__Provided data__.
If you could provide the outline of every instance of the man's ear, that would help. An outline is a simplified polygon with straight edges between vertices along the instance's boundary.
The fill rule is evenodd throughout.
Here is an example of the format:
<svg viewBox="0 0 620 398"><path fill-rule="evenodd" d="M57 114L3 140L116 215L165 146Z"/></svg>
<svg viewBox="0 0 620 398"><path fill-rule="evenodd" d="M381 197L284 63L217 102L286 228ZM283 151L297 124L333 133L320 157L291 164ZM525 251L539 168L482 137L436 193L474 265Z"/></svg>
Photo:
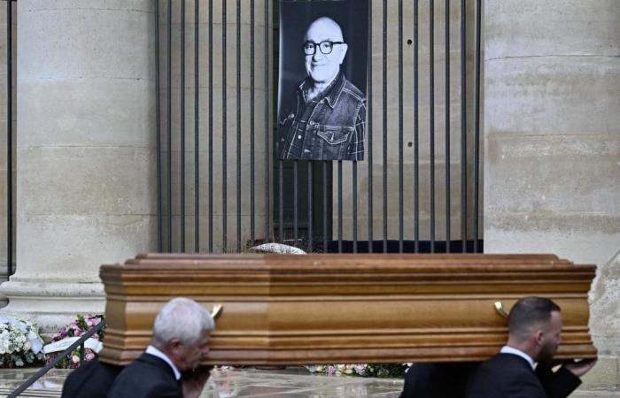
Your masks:
<svg viewBox="0 0 620 398"><path fill-rule="evenodd" d="M346 57L346 50L349 50L348 44L340 44L340 65L345 61L345 57Z"/></svg>
<svg viewBox="0 0 620 398"><path fill-rule="evenodd" d="M537 346L542 346L544 340L545 340L545 333L543 333L542 330L539 329L536 332L534 332L534 341L536 341Z"/></svg>

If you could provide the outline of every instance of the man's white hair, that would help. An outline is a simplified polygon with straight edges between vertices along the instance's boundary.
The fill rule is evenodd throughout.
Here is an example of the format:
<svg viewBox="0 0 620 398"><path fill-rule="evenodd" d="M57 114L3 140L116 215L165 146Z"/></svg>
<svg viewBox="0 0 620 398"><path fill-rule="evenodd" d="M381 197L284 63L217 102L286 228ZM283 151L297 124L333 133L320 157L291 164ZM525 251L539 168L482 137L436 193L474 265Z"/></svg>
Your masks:
<svg viewBox="0 0 620 398"><path fill-rule="evenodd" d="M153 345L163 346L174 339L193 344L205 332L215 329L209 311L193 300L177 297L166 303L153 324Z"/></svg>

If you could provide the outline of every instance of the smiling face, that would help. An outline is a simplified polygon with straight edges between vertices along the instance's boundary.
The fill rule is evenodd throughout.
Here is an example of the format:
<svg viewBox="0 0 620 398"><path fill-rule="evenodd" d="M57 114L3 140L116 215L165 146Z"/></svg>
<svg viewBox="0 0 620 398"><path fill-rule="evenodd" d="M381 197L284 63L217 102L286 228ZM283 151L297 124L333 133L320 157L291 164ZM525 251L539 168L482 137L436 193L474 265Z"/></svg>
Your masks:
<svg viewBox="0 0 620 398"><path fill-rule="evenodd" d="M308 27L304 42L312 42L316 47L314 55L306 56L306 73L316 83L329 83L340 71L345 60L346 44L334 44L331 53L323 54L318 48L322 42L344 42L340 27L333 19L320 18Z"/></svg>

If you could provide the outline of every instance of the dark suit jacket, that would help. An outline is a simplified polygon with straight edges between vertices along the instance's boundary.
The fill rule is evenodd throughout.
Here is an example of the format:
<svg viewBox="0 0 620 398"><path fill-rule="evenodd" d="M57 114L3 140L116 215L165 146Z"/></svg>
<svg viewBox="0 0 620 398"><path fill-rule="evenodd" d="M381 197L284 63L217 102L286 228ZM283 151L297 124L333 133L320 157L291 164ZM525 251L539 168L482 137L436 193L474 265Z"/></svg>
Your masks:
<svg viewBox="0 0 620 398"><path fill-rule="evenodd" d="M116 378L108 398L182 398L181 381L163 359L143 353Z"/></svg>
<svg viewBox="0 0 620 398"><path fill-rule="evenodd" d="M105 398L121 366L100 363L95 358L71 373L65 380L61 398Z"/></svg>
<svg viewBox="0 0 620 398"><path fill-rule="evenodd" d="M414 364L400 398L465 398L468 377L478 364Z"/></svg>
<svg viewBox="0 0 620 398"><path fill-rule="evenodd" d="M530 364L514 354L497 354L474 371L468 383L468 398L565 398L581 380L562 367L551 369Z"/></svg>

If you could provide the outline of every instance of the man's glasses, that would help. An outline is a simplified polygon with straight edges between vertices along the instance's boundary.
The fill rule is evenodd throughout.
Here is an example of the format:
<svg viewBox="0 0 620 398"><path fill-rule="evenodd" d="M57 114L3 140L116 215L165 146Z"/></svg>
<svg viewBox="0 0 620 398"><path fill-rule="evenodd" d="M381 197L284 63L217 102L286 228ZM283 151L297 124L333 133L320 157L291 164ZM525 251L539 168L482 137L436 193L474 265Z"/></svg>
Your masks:
<svg viewBox="0 0 620 398"><path fill-rule="evenodd" d="M304 52L306 53L306 55L314 55L316 53L316 48L318 47L322 54L328 55L331 54L331 51L334 50L334 45L336 44L345 44L345 42L329 42L329 40L321 42L319 43L316 43L314 42L306 42L304 43Z"/></svg>

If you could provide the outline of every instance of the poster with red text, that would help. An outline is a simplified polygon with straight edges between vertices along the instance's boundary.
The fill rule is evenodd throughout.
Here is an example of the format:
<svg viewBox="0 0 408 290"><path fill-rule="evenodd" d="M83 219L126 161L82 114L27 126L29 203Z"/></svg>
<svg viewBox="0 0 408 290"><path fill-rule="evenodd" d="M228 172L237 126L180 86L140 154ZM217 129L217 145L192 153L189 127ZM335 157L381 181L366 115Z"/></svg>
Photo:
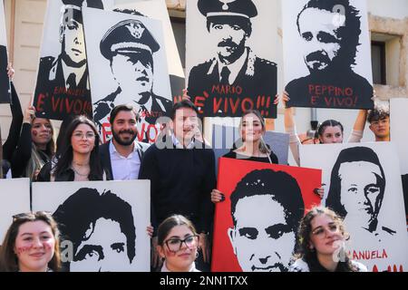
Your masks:
<svg viewBox="0 0 408 290"><path fill-rule="evenodd" d="M189 0L186 18L189 95L205 117L258 110L277 117L276 1Z"/></svg>
<svg viewBox="0 0 408 290"><path fill-rule="evenodd" d="M286 272L321 170L220 158L211 271Z"/></svg>

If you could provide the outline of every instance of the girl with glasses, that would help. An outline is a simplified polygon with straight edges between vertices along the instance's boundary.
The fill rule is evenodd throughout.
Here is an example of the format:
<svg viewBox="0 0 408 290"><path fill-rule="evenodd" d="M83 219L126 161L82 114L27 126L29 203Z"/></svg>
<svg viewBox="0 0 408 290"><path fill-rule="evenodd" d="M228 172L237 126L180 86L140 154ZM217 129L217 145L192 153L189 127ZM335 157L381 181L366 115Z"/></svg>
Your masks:
<svg viewBox="0 0 408 290"><path fill-rule="evenodd" d="M313 208L300 221L296 261L289 272L367 272L350 260L344 244L348 239L342 218L327 208Z"/></svg>
<svg viewBox="0 0 408 290"><path fill-rule="evenodd" d="M105 179L99 155L99 135L92 121L75 117L68 126L60 155L41 169L37 181Z"/></svg>
<svg viewBox="0 0 408 290"><path fill-rule="evenodd" d="M161 272L199 272L194 263L199 238L190 220L171 216L159 226L157 236L157 250L164 261Z"/></svg>
<svg viewBox="0 0 408 290"><path fill-rule="evenodd" d="M59 271L59 231L51 215L35 212L13 218L0 247L0 272Z"/></svg>

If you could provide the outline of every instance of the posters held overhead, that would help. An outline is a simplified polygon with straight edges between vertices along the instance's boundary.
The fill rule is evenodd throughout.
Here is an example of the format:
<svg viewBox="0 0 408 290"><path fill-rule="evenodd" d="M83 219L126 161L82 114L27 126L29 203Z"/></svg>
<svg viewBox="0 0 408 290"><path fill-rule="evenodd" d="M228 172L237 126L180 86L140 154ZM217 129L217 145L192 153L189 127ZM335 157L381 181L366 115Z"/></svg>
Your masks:
<svg viewBox="0 0 408 290"><path fill-rule="evenodd" d="M112 134L112 109L130 103L141 116L139 140L153 142L158 119L172 108L161 22L92 8L83 14L86 48L93 52L88 55L93 120L102 140Z"/></svg>
<svg viewBox="0 0 408 290"><path fill-rule="evenodd" d="M274 1L189 1L188 90L203 116L239 117L256 109L276 118L275 8Z"/></svg>
<svg viewBox="0 0 408 290"><path fill-rule="evenodd" d="M221 158L211 271L285 272L321 170Z"/></svg>
<svg viewBox="0 0 408 290"><path fill-rule="evenodd" d="M0 179L0 245L13 216L30 211L30 179Z"/></svg>
<svg viewBox="0 0 408 290"><path fill-rule="evenodd" d="M149 271L149 180L34 182L33 210L59 223L63 270Z"/></svg>
<svg viewBox="0 0 408 290"><path fill-rule="evenodd" d="M129 0L126 3L115 2L115 11L128 10L137 11L141 14L157 20L160 20L164 30L164 43L166 45L167 65L171 86L173 100L182 93L185 88L184 70L179 54L179 49L171 26L171 22L167 10L166 0ZM183 44L184 45L184 44ZM181 48L184 49L184 48Z"/></svg>

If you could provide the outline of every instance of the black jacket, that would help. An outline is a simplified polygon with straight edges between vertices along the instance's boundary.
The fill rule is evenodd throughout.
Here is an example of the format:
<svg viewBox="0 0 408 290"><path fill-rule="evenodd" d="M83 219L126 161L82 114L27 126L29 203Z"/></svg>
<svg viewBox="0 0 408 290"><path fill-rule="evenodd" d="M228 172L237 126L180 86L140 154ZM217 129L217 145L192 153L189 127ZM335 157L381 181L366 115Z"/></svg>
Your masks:
<svg viewBox="0 0 408 290"><path fill-rule="evenodd" d="M37 179L35 181L51 181L51 169L52 169L52 162L46 163L38 173ZM55 176L55 179L53 181L73 181L75 178L75 173L72 169L66 169L60 174ZM103 180L103 176L95 174L91 170L89 175L90 181L97 181Z"/></svg>
<svg viewBox="0 0 408 290"><path fill-rule="evenodd" d="M189 218L199 232L211 229L214 205L210 192L216 187L214 151L201 142L195 145L193 149L159 149L155 143L143 157L139 179L151 180L151 220L154 228L170 215L180 214Z"/></svg>

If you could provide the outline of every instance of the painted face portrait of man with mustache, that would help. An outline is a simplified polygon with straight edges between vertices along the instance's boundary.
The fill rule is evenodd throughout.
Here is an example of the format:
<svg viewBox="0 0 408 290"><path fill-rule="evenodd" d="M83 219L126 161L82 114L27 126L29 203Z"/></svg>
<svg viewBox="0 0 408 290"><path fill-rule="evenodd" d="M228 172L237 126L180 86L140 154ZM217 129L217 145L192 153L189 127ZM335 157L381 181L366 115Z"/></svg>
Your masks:
<svg viewBox="0 0 408 290"><path fill-rule="evenodd" d="M209 17L208 30L215 41L219 61L229 64L245 52L245 43L251 34L251 23L242 17Z"/></svg>

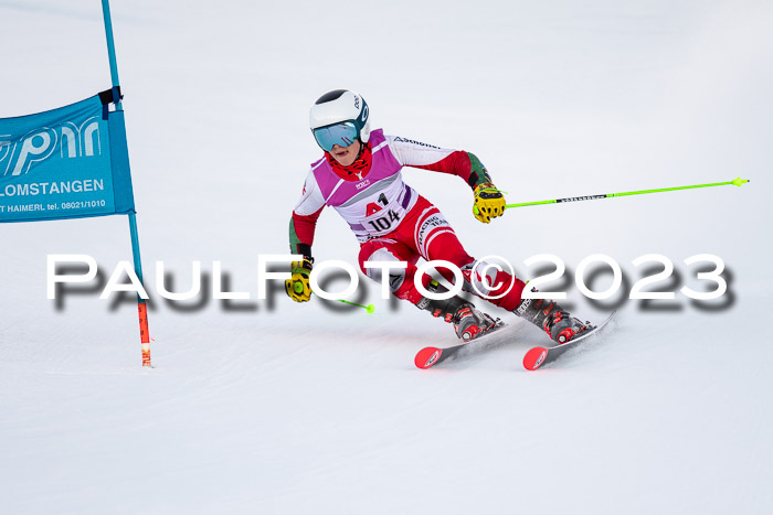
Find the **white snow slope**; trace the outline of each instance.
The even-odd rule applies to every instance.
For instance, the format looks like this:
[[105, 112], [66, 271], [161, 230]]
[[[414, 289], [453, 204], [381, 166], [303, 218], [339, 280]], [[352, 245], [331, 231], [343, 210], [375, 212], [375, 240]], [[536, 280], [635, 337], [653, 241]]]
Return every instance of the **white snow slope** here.
[[[131, 299], [46, 299], [50, 254], [92, 255], [106, 276], [130, 260], [125, 217], [3, 224], [0, 512], [773, 512], [771, 2], [112, 7], [155, 367], [140, 366]], [[109, 87], [96, 0], [0, 0], [0, 47], [2, 117]], [[257, 255], [287, 251], [320, 154], [308, 108], [339, 87], [388, 133], [475, 152], [509, 202], [752, 182], [484, 226], [462, 181], [406, 169], [470, 254], [525, 277], [530, 256], [561, 257], [569, 279], [548, 287], [580, 316], [604, 315], [572, 282], [585, 256], [628, 279], [614, 328], [542, 372], [521, 358], [543, 334], [488, 308], [510, 322], [494, 348], [423, 372], [415, 352], [454, 344], [451, 326], [364, 278], [371, 315], [256, 299]], [[356, 264], [335, 212], [314, 251]], [[712, 287], [684, 260], [705, 253], [729, 292], [693, 303], [681, 286]], [[625, 300], [646, 254], [675, 264], [654, 286], [674, 301]], [[208, 273], [220, 260], [251, 300], [182, 311], [156, 293], [159, 260], [176, 290], [193, 260]]]

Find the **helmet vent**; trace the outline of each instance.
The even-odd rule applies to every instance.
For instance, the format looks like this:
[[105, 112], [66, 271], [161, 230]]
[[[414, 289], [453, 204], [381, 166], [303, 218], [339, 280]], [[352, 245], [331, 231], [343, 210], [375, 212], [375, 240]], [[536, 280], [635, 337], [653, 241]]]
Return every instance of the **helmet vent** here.
[[317, 106], [319, 104], [327, 104], [328, 101], [332, 101], [336, 98], [339, 98], [345, 93], [347, 93], [346, 89], [333, 89], [332, 92], [328, 92], [325, 95], [322, 95], [321, 97], [317, 98], [317, 101], [315, 101], [314, 104]]

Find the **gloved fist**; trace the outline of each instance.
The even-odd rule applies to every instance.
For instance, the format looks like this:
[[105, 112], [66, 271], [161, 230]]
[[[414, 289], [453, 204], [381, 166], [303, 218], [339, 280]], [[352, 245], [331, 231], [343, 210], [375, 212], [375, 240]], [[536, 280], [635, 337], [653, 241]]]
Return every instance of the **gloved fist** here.
[[473, 214], [484, 224], [505, 213], [505, 196], [490, 182], [484, 182], [475, 187], [475, 205]]
[[311, 298], [309, 273], [314, 259], [304, 257], [301, 261], [293, 261], [290, 273], [293, 277], [285, 281], [285, 291], [296, 302], [308, 302]]

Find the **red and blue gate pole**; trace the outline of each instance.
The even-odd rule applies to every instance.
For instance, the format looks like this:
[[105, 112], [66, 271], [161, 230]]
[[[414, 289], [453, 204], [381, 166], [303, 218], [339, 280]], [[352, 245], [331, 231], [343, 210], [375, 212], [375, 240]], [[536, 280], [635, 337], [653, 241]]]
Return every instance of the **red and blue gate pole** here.
[[[110, 77], [113, 79], [113, 98], [116, 110], [124, 110], [118, 94], [118, 65], [116, 64], [116, 51], [113, 42], [113, 22], [110, 21], [109, 0], [102, 0], [102, 13], [105, 19], [105, 36], [107, 37], [107, 55], [110, 60]], [[139, 255], [139, 236], [137, 234], [137, 217], [134, 212], [129, 213], [129, 232], [131, 234], [131, 254], [134, 257], [135, 273], [140, 283], [142, 279], [142, 260]], [[148, 330], [148, 305], [141, 297], [137, 296], [137, 312], [139, 314], [139, 340], [142, 346], [142, 366], [150, 365], [150, 331]]]

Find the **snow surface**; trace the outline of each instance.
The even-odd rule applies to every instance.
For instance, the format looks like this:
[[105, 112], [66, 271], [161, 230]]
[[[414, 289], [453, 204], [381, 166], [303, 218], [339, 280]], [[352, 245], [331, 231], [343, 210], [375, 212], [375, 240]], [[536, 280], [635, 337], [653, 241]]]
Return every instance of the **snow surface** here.
[[[49, 254], [93, 255], [106, 275], [130, 259], [126, 218], [4, 224], [2, 513], [773, 511], [773, 4], [112, 7], [146, 280], [163, 260], [184, 289], [192, 260], [221, 260], [253, 300], [183, 311], [153, 294], [144, 369], [130, 299], [45, 296]], [[0, 0], [0, 116], [109, 87], [96, 0]], [[388, 133], [474, 151], [510, 202], [751, 179], [483, 226], [458, 179], [405, 170], [472, 254], [527, 277], [536, 254], [569, 275], [603, 253], [633, 282], [631, 261], [656, 253], [680, 272], [659, 286], [698, 289], [682, 260], [711, 253], [730, 293], [714, 310], [623, 301], [607, 336], [539, 373], [520, 361], [544, 336], [494, 309], [511, 325], [493, 348], [422, 372], [415, 352], [455, 343], [451, 328], [364, 280], [372, 315], [255, 300], [257, 255], [286, 253], [319, 155], [308, 107], [338, 87]], [[356, 262], [333, 212], [314, 248]], [[603, 316], [569, 291], [576, 314]]]

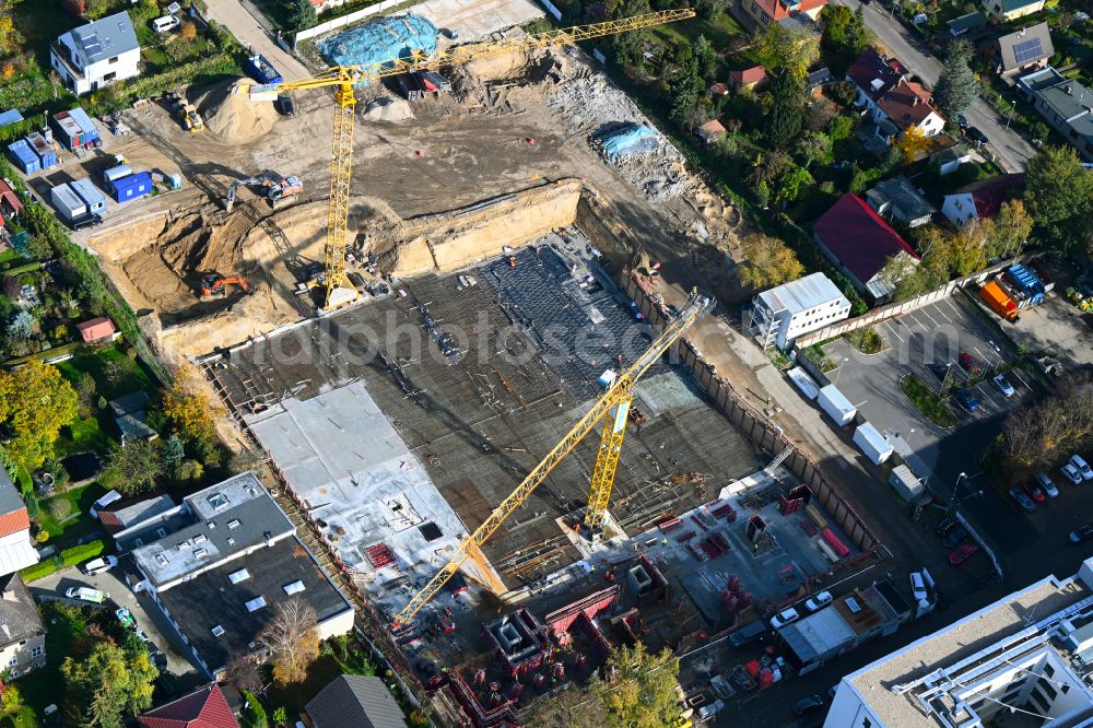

__What the task asks__. Output the entries starting at the line that contains "man's glasses, that" and ending at the line that contains "272L321 170L220 158L211" as a two-column CSV with the columns request and answer. Give one row per entry, put each field in quotes with line breaks replaced by spaces, and leave the pictures out.

__Written reply__.
request,answer
"If you could provide the outline of every instance of the man's glasses, that would help. An outline is a simplified polygon with straight edges between vertices along the instance's boundary. The fill rule is evenodd throughout. Here is an example of the format: <svg viewBox=""0 0 620 398""><path fill-rule=""evenodd"" d=""M57 114L3 140L116 215L165 146Z""/></svg> <svg viewBox=""0 0 620 398""><path fill-rule=""evenodd"" d=""M381 197L284 63L217 102L286 228ZM283 151L297 124L333 133L320 157L291 164ZM525 251L539 168L482 137L436 193L474 265Z""/></svg> Your masks:","<svg viewBox=""0 0 620 398""><path fill-rule=""evenodd"" d=""M304 52L306 53L306 55L314 55L316 53L316 48L318 47L322 54L328 55L331 54L331 51L334 50L334 45L336 44L345 44L345 42L329 42L329 40L321 42L319 43L316 43L314 42L306 42L304 43Z""/></svg>"
"If you could provide the outline of every instance of the poster with red text, that would help. An outline is a simplified polygon with straight edges between vertices along the instance's boundary. The fill rule is evenodd throughout. Here is an example of the format: <svg viewBox=""0 0 408 290""><path fill-rule=""evenodd"" d=""M83 219L126 161L82 114L27 126L29 203Z""/></svg> <svg viewBox=""0 0 408 290""><path fill-rule=""evenodd"" d=""M228 172L237 126L180 86L140 154ZM217 129L217 145L192 153L189 127ZM335 157L381 181L366 115Z""/></svg> Photo: Your masks:","<svg viewBox=""0 0 408 290""><path fill-rule=""evenodd"" d=""M189 0L186 18L189 95L205 117L258 110L277 117L276 1Z""/></svg> <svg viewBox=""0 0 408 290""><path fill-rule=""evenodd"" d=""M286 272L321 170L220 158L211 271Z""/></svg>"